_Your goal_.
Pick out each line below containing "wheel".

_Records shown_.

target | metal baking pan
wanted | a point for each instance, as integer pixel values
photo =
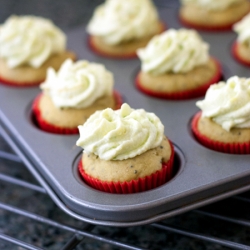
(202, 175)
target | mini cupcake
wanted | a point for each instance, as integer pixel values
(118, 28)
(28, 46)
(125, 151)
(241, 48)
(72, 94)
(224, 122)
(176, 65)
(212, 14)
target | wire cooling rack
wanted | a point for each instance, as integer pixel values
(29, 219)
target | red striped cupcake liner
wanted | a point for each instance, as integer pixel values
(182, 95)
(237, 56)
(230, 148)
(134, 186)
(48, 127)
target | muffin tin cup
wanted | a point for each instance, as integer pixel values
(201, 175)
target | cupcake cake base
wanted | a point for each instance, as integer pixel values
(241, 53)
(213, 136)
(125, 50)
(198, 18)
(26, 75)
(180, 86)
(141, 184)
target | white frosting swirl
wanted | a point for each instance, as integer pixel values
(212, 4)
(177, 51)
(120, 134)
(243, 29)
(118, 21)
(228, 103)
(29, 40)
(78, 85)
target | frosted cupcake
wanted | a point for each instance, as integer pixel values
(241, 48)
(28, 46)
(212, 14)
(224, 122)
(125, 151)
(118, 27)
(176, 65)
(72, 94)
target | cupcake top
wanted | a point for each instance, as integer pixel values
(119, 21)
(176, 51)
(243, 29)
(77, 85)
(120, 134)
(228, 103)
(29, 40)
(211, 4)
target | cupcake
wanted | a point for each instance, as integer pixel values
(224, 121)
(118, 27)
(72, 94)
(241, 48)
(176, 65)
(28, 46)
(125, 151)
(212, 14)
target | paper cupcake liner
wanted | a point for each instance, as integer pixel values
(48, 127)
(231, 148)
(104, 54)
(237, 56)
(182, 95)
(15, 84)
(217, 28)
(134, 186)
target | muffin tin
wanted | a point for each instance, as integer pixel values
(202, 175)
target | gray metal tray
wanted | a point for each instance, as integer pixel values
(203, 176)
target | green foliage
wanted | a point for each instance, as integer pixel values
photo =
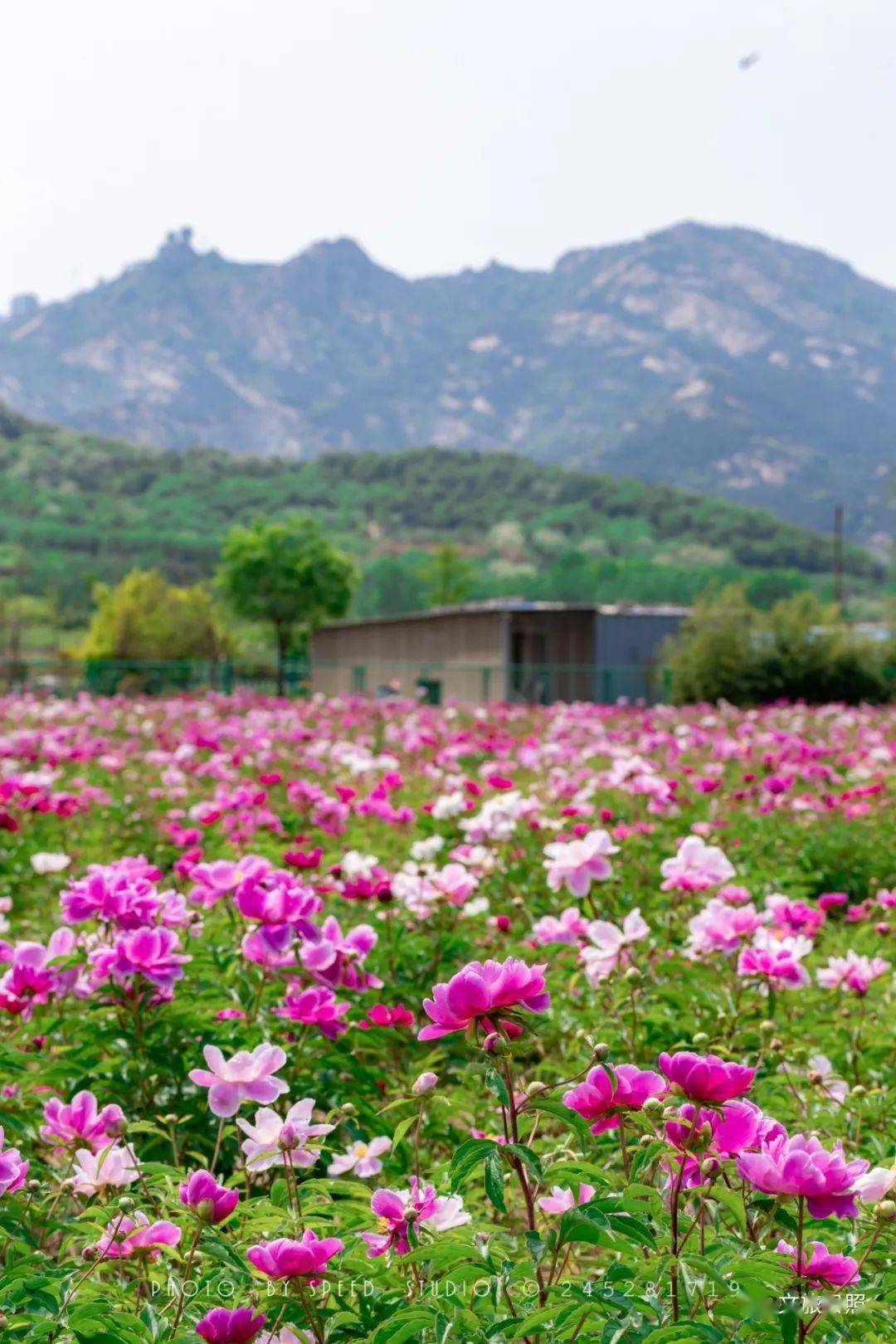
(286, 574)
(448, 576)
(145, 617)
(798, 650)
(84, 509)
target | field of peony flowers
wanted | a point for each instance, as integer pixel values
(363, 1020)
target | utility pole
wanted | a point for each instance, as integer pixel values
(839, 555)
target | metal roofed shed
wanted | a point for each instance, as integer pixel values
(499, 650)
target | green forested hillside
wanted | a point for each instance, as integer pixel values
(75, 509)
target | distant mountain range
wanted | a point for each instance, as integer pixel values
(715, 359)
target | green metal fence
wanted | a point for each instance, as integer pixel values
(140, 676)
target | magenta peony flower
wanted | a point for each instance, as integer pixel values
(314, 1007)
(776, 962)
(603, 1099)
(338, 958)
(152, 953)
(480, 992)
(286, 1259)
(221, 1326)
(245, 1077)
(824, 1268)
(14, 1170)
(707, 1077)
(80, 1121)
(800, 1166)
(212, 1203)
(739, 1127)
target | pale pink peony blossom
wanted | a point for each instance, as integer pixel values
(270, 1137)
(609, 945)
(696, 866)
(243, 1077)
(95, 1172)
(579, 863)
(362, 1157)
(562, 1198)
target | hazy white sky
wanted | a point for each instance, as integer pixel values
(438, 134)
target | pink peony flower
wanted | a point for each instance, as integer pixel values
(363, 1159)
(382, 1016)
(80, 1121)
(97, 1171)
(579, 863)
(397, 1210)
(801, 1166)
(270, 1137)
(852, 972)
(707, 1077)
(286, 1259)
(794, 917)
(137, 1237)
(739, 1127)
(776, 962)
(568, 928)
(455, 882)
(338, 958)
(562, 1198)
(210, 1202)
(824, 1268)
(221, 1326)
(722, 928)
(610, 944)
(696, 867)
(14, 1170)
(245, 1077)
(32, 979)
(314, 1006)
(480, 992)
(876, 1185)
(152, 953)
(602, 1098)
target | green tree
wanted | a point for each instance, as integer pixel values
(448, 576)
(147, 617)
(288, 576)
(801, 650)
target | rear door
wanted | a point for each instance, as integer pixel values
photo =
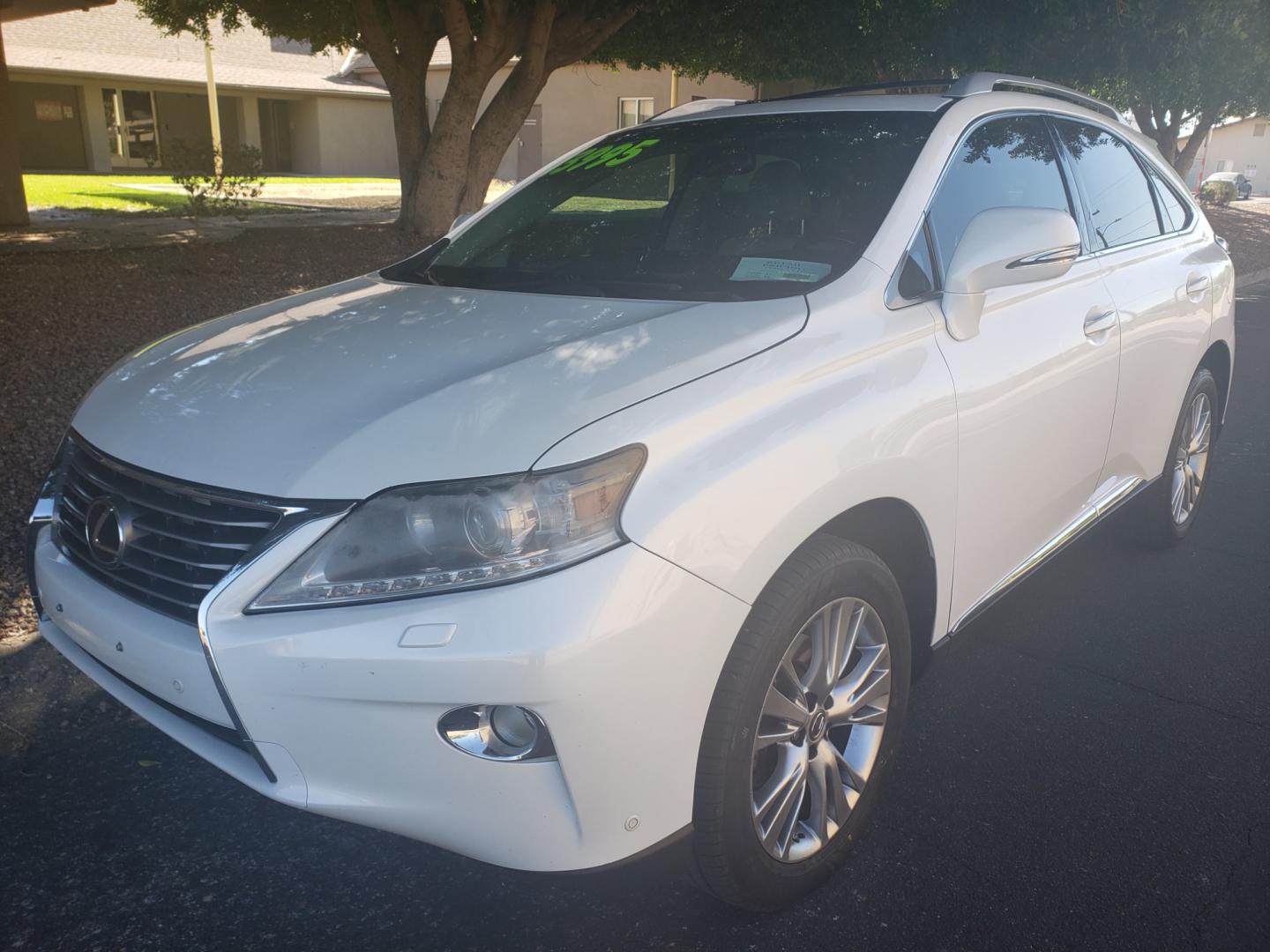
(1036, 387)
(1157, 267)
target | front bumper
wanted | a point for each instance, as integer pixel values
(619, 655)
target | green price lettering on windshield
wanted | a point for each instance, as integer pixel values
(609, 156)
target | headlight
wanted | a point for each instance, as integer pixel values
(449, 536)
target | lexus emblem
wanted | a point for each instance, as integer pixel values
(106, 532)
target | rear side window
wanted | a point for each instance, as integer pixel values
(1113, 184)
(1174, 212)
(1007, 161)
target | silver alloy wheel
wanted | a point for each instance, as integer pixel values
(820, 729)
(1191, 458)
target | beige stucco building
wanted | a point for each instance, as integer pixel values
(104, 89)
(1238, 145)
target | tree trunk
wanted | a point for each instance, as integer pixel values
(447, 167)
(1184, 159)
(498, 126)
(412, 132)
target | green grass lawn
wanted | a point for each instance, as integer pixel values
(109, 193)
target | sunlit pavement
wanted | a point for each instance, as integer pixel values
(1087, 767)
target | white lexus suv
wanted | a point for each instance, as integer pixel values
(624, 512)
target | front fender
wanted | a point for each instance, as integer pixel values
(747, 462)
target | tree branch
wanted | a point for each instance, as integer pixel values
(376, 41)
(587, 34)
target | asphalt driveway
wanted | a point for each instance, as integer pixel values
(1087, 767)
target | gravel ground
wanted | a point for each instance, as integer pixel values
(1246, 225)
(68, 316)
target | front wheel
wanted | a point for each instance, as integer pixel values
(1169, 510)
(803, 726)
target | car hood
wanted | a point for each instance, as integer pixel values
(343, 391)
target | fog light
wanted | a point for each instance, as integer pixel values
(497, 733)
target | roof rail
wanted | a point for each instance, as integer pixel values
(695, 106)
(975, 83)
(871, 88)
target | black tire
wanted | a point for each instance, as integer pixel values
(1151, 521)
(729, 859)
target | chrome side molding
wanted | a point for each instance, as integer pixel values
(1094, 512)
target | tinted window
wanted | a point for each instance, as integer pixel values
(729, 208)
(1114, 185)
(915, 274)
(1172, 208)
(1002, 163)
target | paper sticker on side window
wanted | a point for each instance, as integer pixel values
(779, 270)
(608, 156)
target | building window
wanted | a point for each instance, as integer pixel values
(632, 111)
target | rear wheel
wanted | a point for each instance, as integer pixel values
(803, 726)
(1169, 505)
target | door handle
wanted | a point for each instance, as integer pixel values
(1197, 285)
(1099, 322)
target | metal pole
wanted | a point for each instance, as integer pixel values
(213, 108)
(13, 196)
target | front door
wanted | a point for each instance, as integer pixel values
(528, 158)
(276, 135)
(1035, 391)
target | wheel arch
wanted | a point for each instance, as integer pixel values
(1217, 361)
(895, 531)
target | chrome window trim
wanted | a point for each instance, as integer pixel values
(1143, 160)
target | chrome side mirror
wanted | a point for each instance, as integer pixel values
(1000, 248)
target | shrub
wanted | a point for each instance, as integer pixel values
(1218, 193)
(193, 167)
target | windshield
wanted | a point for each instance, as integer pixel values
(715, 210)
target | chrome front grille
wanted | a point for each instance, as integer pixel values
(178, 539)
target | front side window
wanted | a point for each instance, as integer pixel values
(631, 111)
(709, 210)
(1004, 163)
(1113, 183)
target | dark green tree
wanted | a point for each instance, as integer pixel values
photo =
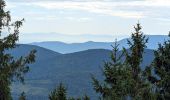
(117, 77)
(124, 78)
(10, 68)
(59, 93)
(22, 96)
(140, 88)
(159, 71)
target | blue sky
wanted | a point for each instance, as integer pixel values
(88, 20)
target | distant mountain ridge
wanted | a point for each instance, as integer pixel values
(76, 47)
(73, 69)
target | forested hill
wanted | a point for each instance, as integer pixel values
(72, 69)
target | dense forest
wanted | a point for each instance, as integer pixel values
(123, 77)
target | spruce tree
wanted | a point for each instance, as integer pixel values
(159, 71)
(124, 78)
(140, 89)
(10, 68)
(59, 93)
(117, 77)
(22, 96)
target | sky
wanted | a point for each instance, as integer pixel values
(88, 20)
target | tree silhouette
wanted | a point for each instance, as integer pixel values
(10, 68)
(159, 71)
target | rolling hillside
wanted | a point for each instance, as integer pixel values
(75, 47)
(72, 69)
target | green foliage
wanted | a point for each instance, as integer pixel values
(59, 93)
(139, 88)
(117, 76)
(159, 71)
(124, 78)
(22, 96)
(10, 68)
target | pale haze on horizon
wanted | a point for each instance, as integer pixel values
(88, 20)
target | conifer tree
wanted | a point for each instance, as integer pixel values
(124, 79)
(59, 93)
(140, 89)
(10, 68)
(159, 71)
(117, 77)
(22, 96)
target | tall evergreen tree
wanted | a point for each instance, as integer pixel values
(125, 79)
(59, 93)
(159, 71)
(10, 68)
(22, 96)
(140, 88)
(117, 76)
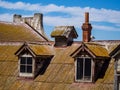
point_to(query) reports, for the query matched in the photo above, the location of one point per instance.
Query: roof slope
(18, 32)
(95, 50)
(58, 75)
(37, 49)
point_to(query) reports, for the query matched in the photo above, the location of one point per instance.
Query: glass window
(26, 65)
(83, 69)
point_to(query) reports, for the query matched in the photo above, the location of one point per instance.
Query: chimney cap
(86, 17)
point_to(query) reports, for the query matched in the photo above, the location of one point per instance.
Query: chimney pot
(86, 17)
(86, 28)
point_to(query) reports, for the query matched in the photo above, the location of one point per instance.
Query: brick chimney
(86, 28)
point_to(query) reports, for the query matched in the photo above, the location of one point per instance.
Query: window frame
(83, 80)
(26, 74)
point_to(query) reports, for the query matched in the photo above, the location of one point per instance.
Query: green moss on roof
(42, 49)
(97, 50)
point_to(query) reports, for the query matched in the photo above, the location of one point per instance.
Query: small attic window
(83, 68)
(26, 66)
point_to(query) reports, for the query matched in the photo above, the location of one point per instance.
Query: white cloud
(76, 14)
(6, 17)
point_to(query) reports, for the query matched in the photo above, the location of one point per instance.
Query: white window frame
(25, 74)
(83, 80)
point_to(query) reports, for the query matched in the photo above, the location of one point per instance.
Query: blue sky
(104, 14)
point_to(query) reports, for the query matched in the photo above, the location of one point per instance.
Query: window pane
(23, 60)
(79, 68)
(22, 68)
(29, 69)
(87, 71)
(29, 60)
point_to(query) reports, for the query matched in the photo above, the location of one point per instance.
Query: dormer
(33, 59)
(64, 35)
(90, 58)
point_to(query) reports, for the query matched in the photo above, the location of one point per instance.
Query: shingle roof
(18, 32)
(64, 31)
(58, 75)
(37, 49)
(7, 52)
(96, 50)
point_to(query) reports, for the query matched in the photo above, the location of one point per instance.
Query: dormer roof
(36, 50)
(64, 31)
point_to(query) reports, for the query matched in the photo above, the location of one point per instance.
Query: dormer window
(83, 69)
(26, 66)
(89, 58)
(33, 59)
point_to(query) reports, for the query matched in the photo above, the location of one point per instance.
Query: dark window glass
(29, 60)
(26, 65)
(29, 69)
(22, 68)
(87, 69)
(83, 71)
(23, 60)
(79, 68)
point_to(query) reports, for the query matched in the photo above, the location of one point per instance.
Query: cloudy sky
(104, 14)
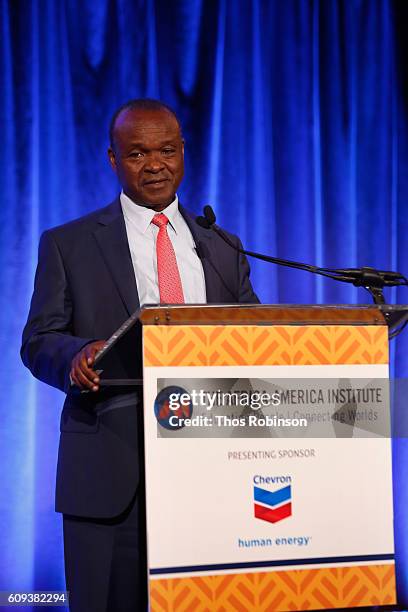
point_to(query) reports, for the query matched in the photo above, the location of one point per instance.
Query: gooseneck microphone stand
(371, 279)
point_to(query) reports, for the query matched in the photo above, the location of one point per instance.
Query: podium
(268, 457)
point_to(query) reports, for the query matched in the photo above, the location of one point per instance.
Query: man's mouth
(155, 181)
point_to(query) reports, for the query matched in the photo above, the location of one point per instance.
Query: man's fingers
(83, 381)
(82, 374)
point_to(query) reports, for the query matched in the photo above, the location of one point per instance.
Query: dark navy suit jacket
(84, 290)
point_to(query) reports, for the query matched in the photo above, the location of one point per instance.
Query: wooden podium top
(258, 314)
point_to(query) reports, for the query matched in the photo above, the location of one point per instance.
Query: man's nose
(154, 163)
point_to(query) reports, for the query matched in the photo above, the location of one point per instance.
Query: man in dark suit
(92, 274)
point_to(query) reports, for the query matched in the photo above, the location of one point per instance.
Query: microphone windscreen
(202, 222)
(209, 214)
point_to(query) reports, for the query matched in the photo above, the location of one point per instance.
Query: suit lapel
(112, 240)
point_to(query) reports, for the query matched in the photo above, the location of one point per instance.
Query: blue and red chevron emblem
(273, 506)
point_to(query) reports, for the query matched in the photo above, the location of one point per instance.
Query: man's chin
(158, 203)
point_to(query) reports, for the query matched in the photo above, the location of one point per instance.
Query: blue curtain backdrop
(295, 119)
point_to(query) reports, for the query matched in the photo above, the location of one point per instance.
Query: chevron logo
(272, 506)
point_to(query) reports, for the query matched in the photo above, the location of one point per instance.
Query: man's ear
(112, 159)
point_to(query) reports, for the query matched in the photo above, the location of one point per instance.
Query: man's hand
(82, 374)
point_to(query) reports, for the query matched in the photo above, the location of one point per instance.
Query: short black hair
(140, 104)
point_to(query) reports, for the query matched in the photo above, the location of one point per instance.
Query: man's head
(147, 152)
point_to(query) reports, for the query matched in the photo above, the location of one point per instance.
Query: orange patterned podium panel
(226, 345)
(207, 495)
(290, 590)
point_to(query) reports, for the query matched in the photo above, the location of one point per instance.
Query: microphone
(371, 279)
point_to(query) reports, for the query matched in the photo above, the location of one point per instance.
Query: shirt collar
(141, 216)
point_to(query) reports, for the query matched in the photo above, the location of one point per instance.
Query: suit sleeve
(246, 292)
(49, 344)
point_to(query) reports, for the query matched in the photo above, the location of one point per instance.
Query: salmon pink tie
(170, 287)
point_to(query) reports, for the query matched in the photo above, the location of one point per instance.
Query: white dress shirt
(142, 234)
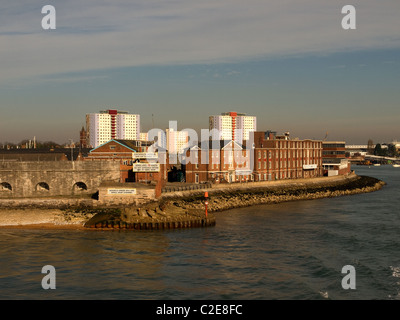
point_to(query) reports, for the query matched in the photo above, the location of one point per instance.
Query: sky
(288, 62)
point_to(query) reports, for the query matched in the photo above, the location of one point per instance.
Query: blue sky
(289, 63)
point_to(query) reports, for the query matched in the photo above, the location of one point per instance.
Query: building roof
(55, 154)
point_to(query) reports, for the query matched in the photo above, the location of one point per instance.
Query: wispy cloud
(93, 34)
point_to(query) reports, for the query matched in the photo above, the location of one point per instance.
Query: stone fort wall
(55, 178)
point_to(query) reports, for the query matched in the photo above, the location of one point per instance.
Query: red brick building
(124, 151)
(270, 158)
(217, 161)
(279, 157)
(334, 158)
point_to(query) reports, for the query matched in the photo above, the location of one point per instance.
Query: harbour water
(293, 250)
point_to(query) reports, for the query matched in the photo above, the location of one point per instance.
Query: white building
(232, 126)
(111, 124)
(177, 141)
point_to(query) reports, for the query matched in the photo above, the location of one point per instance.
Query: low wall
(111, 193)
(54, 178)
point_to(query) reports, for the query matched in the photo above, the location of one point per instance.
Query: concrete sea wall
(243, 196)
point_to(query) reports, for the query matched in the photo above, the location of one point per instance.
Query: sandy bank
(179, 206)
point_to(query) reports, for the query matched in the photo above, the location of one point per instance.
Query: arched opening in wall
(5, 186)
(79, 187)
(42, 186)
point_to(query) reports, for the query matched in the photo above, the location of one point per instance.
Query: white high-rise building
(177, 141)
(233, 126)
(111, 124)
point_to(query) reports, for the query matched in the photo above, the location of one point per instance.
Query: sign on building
(309, 166)
(121, 191)
(146, 167)
(145, 155)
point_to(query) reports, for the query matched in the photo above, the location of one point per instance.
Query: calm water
(285, 251)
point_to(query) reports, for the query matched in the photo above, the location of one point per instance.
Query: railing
(188, 187)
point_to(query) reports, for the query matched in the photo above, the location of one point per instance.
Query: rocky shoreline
(185, 210)
(227, 199)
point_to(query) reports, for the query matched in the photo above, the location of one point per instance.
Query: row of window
(41, 186)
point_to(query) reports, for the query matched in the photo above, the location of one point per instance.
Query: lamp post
(72, 151)
(206, 202)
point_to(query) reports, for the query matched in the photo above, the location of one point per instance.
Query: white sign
(121, 191)
(309, 166)
(145, 155)
(146, 167)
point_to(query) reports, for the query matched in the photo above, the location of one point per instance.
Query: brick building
(217, 161)
(124, 152)
(279, 157)
(271, 157)
(334, 158)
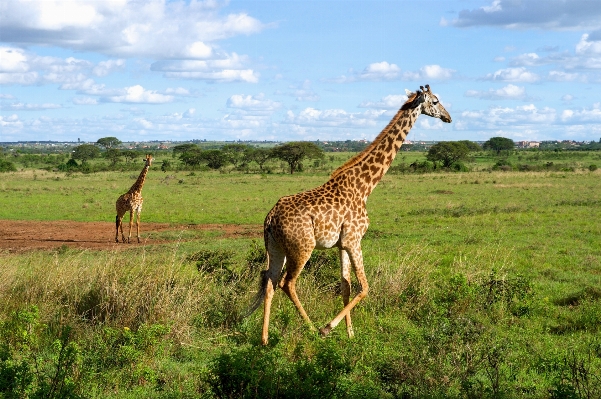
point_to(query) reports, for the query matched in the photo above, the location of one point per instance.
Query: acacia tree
(215, 159)
(295, 152)
(192, 157)
(448, 152)
(259, 155)
(234, 153)
(113, 154)
(129, 155)
(499, 144)
(85, 152)
(108, 142)
(182, 148)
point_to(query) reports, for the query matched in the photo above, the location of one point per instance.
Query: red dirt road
(21, 236)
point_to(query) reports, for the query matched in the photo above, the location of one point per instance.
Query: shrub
(7, 166)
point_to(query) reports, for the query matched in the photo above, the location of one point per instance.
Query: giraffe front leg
(356, 258)
(131, 222)
(138, 226)
(345, 288)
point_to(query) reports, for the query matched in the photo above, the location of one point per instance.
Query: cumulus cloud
(18, 66)
(229, 68)
(31, 107)
(85, 101)
(311, 117)
(430, 72)
(124, 28)
(252, 103)
(390, 102)
(137, 94)
(590, 115)
(509, 92)
(383, 71)
(499, 117)
(513, 75)
(553, 15)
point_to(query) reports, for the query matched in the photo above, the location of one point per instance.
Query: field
(482, 284)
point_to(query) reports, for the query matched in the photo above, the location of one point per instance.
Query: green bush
(266, 372)
(33, 363)
(7, 166)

_Task answer_.
target | silver alloy wheel
target | front wheel
target | rear wheel
target | wheel arch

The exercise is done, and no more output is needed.